*WHAT TO DO*.
1 - List every date given in the account of prejudice against the disabled in Kansas.
2 - Update the account of prejudice against the disabled in Kansas by rewriting it from "The Prejudice Against" to "Tarlov Cyst Disease.", with "Administrative Law Judge" replaced by "ALJ".

*PASSAGE*.

----

The Prejudice Against the Disabled in Kansas has gone too far.


I was injured at work on January 9th, 2012.

On August 13th, 2014 I was physically assaulted by my workers compensation judge, Administrative Law Judge Kenneth Hursh.

On October 15th, 2015…after almost four years of being accused of faking or exaggerating my disabilities…I was diagnosed with Tarlov Cyst Disease.

Then, on December 15th, 2015, after multiple consultations to attempt to get additional medical treatment through “The Hartford” ( the workers compensation adjusters), I was threatened with murder by The Supreme Court of Kansas,

Obviously, there has to be a whole lot more to that story. There is. But it all has one common theme. Whether from family and friends, or from doctors and insurance companies, or from lawyers and judges…when you become disabled and file a workers compensation claim (in particular), you become the victim of what I have described as a genuine mass-psychosis against the disabled. It’s far more than mere prejudice. It’s paranoia. People literally presume that disabled people are just out to get their money, or out to get drugs. People even presume that we are inherently violent; and very interestingly, they presume that we are inherently violent for years before we actually do become violent. You torture people for years, what you get are either violent, or submissive or dead people.

Torturing disabled people never cured a single one of us. But it did create a self-fulfilling prophecy, as Steve N. Gatzoulis of the law firm of Evans & Mullinix might put it.

----

*AVAILABLE DATA*.

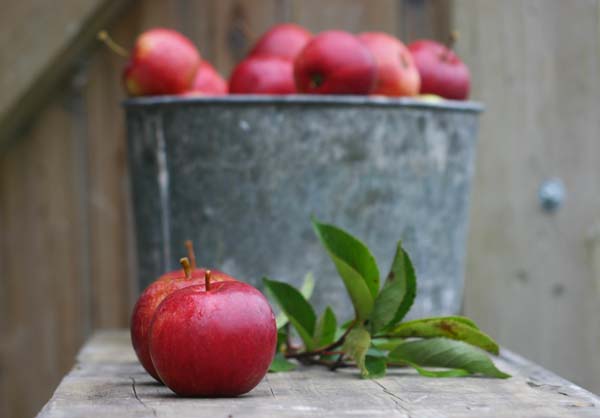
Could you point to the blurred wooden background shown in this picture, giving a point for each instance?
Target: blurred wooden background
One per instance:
(66, 253)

----

*SOLUTIONS TO THE TASKS*.
1 -
January 9th, 2012
August 13th, 2014
October 15th, 2015
December 15th, 2015

2 -
The Prejudice Against the Disabled in Kansas has gone too far.


I was injured at work on January 9th, 2012.

On August 13th, 2014 I was physically assaulted by my workers compensation judge, ALJ Kenneth Hursh.

On October 15th, 2015…after almost four years of being accused of faking or exaggerating my disabilities…I was diagnosed with Tarlov Cyst Disease.